§ Consigne
Transforme en liste JSON de chaînes le passage allant de la ligne qui contient « Task: each instance of the leaf » jusqu'à la fin des items, bornes incluses. Mets une chaîne par ligne et omets les lignes vides.

§ Données fournies
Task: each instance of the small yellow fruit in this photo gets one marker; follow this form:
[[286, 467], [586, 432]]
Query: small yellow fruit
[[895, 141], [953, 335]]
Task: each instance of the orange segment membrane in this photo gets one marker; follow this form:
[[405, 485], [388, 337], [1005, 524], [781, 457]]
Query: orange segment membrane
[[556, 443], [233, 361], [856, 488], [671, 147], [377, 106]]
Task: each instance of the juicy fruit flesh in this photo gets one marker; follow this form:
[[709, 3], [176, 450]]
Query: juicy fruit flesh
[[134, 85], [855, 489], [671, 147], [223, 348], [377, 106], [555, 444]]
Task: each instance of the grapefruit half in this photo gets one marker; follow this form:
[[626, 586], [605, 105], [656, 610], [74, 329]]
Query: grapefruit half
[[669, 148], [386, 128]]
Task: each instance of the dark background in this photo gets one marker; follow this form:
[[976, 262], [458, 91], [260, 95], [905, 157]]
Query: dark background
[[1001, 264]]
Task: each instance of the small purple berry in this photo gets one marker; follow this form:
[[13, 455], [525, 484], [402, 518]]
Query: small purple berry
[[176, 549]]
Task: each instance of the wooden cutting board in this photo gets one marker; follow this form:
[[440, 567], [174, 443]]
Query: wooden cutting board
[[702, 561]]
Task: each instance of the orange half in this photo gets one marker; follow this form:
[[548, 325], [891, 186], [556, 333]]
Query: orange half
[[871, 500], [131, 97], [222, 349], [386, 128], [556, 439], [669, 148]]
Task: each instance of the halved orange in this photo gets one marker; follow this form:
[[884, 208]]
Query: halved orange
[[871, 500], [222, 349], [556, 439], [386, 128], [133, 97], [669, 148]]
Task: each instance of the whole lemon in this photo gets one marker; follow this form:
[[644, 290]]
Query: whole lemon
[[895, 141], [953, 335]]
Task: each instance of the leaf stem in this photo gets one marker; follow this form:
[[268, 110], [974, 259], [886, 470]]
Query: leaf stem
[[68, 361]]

§ Réponse complète
[
  "Task: each instance of the leaf stem in this photo gets one marker; follow this form:",
  "[[268, 110], [974, 259], [886, 470]]",
  "Query: leaf stem",
  "[[68, 361]]"
]